(Dataset records)
-.-.-
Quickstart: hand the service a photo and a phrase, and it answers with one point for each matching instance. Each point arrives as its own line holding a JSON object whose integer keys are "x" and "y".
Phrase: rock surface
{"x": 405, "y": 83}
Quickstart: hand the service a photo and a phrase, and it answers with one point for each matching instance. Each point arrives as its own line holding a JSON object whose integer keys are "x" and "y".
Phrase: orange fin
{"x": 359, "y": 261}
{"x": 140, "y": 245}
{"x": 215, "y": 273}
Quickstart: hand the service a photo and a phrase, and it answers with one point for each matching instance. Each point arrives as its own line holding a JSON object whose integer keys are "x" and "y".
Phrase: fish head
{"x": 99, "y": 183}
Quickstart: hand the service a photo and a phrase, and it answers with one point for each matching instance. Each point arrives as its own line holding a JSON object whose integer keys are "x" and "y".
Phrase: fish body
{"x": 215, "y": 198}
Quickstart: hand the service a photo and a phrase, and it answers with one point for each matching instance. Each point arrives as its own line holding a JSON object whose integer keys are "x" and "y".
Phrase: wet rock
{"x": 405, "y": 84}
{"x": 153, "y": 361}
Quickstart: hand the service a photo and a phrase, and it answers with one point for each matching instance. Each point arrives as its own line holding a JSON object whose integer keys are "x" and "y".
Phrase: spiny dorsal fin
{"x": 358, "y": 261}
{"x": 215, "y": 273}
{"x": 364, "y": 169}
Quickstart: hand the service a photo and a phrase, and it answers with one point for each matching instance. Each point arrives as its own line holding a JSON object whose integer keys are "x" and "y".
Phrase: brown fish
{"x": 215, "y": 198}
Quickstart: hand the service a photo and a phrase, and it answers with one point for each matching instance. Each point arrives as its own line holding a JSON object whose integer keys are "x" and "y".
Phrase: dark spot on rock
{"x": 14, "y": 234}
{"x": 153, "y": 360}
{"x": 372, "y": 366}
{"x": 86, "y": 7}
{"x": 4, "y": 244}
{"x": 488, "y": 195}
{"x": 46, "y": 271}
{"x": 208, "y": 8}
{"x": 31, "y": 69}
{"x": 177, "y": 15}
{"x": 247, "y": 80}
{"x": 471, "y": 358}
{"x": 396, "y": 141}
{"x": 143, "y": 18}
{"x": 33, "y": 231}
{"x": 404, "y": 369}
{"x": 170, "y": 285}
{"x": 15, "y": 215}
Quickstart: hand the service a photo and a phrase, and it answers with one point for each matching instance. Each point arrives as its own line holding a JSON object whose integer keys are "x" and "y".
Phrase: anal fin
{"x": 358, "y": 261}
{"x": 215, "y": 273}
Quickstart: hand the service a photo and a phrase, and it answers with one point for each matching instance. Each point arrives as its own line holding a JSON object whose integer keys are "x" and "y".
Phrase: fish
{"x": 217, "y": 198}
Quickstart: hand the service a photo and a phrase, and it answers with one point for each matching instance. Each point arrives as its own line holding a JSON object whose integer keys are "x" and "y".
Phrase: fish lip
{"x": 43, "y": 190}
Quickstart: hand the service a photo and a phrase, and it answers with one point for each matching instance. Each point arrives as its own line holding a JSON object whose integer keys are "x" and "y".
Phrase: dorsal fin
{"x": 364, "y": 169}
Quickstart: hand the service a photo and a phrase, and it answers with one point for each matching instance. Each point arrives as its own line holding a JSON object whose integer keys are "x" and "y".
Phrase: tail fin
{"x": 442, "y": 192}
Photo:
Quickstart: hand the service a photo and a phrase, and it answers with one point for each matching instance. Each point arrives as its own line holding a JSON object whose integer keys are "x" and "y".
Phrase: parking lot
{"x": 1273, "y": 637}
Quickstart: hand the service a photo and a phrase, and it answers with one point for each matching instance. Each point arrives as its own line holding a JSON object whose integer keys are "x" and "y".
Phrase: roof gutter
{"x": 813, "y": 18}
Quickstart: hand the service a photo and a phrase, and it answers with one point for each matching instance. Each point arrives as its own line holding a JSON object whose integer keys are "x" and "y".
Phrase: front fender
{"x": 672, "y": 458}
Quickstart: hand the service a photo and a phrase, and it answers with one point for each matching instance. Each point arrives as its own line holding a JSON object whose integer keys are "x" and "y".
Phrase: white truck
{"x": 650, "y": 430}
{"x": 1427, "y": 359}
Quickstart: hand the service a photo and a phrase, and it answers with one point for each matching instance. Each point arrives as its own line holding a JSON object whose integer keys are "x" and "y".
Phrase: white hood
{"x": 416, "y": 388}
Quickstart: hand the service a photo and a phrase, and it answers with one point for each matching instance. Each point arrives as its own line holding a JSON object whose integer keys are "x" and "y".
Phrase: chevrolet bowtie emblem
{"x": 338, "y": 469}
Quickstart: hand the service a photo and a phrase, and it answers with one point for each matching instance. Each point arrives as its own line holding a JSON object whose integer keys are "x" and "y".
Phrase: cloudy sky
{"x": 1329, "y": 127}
-.-.-
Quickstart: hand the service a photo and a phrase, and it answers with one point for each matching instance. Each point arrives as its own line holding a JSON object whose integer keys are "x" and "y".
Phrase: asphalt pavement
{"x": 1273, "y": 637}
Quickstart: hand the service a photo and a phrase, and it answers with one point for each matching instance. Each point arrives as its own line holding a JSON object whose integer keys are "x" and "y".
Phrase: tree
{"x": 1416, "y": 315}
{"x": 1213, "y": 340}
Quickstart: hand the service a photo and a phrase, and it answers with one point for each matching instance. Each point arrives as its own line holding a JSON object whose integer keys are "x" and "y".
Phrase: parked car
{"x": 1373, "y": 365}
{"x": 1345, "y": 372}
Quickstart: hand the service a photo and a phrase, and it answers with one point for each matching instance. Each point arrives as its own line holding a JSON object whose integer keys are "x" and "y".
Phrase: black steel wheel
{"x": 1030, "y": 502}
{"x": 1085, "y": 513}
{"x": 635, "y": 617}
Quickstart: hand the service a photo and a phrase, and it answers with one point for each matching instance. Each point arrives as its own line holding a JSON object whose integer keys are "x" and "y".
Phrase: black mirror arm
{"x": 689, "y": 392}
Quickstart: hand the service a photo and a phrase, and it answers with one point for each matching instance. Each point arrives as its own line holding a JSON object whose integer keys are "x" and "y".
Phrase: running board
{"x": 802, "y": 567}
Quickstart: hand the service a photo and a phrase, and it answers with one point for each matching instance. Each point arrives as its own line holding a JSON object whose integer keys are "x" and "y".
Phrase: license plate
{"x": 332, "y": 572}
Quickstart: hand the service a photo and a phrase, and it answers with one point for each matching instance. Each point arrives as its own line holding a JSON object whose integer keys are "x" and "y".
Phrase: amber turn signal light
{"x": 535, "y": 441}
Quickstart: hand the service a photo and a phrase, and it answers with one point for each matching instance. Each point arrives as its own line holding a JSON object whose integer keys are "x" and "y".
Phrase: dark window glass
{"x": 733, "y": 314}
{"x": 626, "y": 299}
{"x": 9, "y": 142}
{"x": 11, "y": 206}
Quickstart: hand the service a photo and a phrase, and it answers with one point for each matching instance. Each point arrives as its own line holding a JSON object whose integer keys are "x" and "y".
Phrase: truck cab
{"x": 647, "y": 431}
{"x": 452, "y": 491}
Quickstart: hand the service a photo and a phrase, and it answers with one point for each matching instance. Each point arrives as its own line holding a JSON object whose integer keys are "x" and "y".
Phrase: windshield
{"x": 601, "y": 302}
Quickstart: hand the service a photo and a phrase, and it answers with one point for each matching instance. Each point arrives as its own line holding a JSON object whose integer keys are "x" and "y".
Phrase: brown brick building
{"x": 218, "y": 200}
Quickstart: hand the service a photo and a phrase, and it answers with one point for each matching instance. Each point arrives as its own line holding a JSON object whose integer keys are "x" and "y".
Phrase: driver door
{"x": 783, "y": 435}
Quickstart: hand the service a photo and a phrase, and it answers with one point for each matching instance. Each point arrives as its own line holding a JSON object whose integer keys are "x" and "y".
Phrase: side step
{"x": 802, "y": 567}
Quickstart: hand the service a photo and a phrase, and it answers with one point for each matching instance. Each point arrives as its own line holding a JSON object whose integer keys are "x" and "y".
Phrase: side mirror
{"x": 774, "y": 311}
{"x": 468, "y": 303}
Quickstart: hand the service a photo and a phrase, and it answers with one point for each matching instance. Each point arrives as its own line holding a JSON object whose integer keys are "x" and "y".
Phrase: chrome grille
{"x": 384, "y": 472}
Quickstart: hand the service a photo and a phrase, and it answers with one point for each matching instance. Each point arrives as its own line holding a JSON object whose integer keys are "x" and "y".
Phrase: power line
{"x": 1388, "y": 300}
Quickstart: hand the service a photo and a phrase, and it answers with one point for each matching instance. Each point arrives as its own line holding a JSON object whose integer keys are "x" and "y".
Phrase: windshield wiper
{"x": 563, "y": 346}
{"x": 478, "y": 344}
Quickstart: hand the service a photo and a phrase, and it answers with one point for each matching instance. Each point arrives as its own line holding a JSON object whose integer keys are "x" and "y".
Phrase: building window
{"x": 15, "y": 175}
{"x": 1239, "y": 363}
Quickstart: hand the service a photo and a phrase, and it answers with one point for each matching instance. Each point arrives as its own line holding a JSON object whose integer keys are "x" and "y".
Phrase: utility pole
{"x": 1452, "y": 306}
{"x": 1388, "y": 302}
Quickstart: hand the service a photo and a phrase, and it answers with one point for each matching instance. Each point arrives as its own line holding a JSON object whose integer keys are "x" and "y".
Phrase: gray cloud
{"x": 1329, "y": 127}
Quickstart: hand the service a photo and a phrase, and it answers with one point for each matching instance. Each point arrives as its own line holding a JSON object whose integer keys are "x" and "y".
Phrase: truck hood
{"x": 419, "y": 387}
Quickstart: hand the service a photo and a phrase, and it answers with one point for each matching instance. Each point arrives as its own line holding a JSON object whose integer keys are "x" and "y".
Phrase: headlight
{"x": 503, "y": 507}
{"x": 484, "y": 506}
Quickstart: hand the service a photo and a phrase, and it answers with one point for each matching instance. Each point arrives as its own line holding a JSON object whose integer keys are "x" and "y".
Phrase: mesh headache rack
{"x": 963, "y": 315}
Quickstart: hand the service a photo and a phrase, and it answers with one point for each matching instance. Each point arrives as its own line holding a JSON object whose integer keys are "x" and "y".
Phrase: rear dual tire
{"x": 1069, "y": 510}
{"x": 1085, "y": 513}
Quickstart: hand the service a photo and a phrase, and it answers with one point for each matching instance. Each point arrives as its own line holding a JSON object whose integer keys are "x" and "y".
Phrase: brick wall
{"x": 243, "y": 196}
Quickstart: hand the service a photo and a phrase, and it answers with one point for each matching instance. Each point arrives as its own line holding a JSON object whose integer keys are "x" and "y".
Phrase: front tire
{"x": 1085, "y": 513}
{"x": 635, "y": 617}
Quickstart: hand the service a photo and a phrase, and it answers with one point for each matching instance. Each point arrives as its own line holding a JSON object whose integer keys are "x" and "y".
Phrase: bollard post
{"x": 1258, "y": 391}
-.-.-
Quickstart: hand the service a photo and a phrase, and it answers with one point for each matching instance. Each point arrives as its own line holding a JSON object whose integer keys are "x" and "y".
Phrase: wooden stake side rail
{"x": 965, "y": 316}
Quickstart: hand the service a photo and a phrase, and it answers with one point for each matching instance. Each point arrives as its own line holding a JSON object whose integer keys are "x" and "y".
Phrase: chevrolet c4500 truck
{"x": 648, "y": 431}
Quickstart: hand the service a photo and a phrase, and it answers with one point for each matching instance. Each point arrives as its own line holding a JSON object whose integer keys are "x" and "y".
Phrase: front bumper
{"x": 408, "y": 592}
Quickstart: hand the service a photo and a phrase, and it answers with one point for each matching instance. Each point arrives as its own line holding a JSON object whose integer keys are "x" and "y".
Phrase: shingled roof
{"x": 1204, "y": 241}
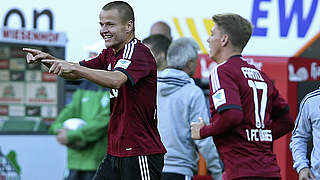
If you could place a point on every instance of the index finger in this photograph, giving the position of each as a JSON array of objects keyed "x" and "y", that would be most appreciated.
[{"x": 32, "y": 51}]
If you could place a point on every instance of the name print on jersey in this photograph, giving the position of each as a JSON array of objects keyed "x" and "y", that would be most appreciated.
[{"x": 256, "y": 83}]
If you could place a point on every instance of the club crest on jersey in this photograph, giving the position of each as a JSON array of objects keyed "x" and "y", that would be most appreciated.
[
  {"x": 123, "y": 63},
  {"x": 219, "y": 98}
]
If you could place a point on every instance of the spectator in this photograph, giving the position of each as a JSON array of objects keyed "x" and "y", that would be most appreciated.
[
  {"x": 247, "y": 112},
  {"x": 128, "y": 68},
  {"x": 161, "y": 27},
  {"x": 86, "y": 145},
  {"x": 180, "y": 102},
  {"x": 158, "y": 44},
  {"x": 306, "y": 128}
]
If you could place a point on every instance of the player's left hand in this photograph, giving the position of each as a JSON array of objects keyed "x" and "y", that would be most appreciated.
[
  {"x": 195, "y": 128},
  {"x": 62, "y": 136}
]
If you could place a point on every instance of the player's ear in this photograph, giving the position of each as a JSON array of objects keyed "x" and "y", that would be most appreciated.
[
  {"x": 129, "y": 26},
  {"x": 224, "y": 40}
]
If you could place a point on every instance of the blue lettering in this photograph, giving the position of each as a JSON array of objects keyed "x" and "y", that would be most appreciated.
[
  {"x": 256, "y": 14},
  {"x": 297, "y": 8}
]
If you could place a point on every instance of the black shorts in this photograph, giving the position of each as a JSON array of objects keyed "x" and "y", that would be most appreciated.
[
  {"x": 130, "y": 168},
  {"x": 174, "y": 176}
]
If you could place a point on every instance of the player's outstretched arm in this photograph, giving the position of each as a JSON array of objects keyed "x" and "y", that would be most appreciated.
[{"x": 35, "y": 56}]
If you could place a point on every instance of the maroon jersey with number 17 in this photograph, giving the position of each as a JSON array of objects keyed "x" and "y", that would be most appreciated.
-.-.-
AIM OF THE EXERCISE: Could you retype exactly the lines above, starting at the line that contains "of the black" and ending at the line that contains "of the maroon", and nothing more?

RESPONSE BOX:
If you could place a point on every instance of the black shorts in this photograph, giving the position of each as a JSON array of objects keyed "x" and "y", that would be most appreciated.
[
  {"x": 130, "y": 168},
  {"x": 174, "y": 176}
]
If you could place a point on every instance of the player's outstretched arm in this photograph, giving the position of each as a JSON array of objects keyed "x" and "y", that would be most appreciated.
[{"x": 35, "y": 56}]
If you could place a point on every instance of the maroon jersey with number 17 in this photograph, giving the position of each as a JSON array of objects keyed "x" and "y", that would be most appreciated.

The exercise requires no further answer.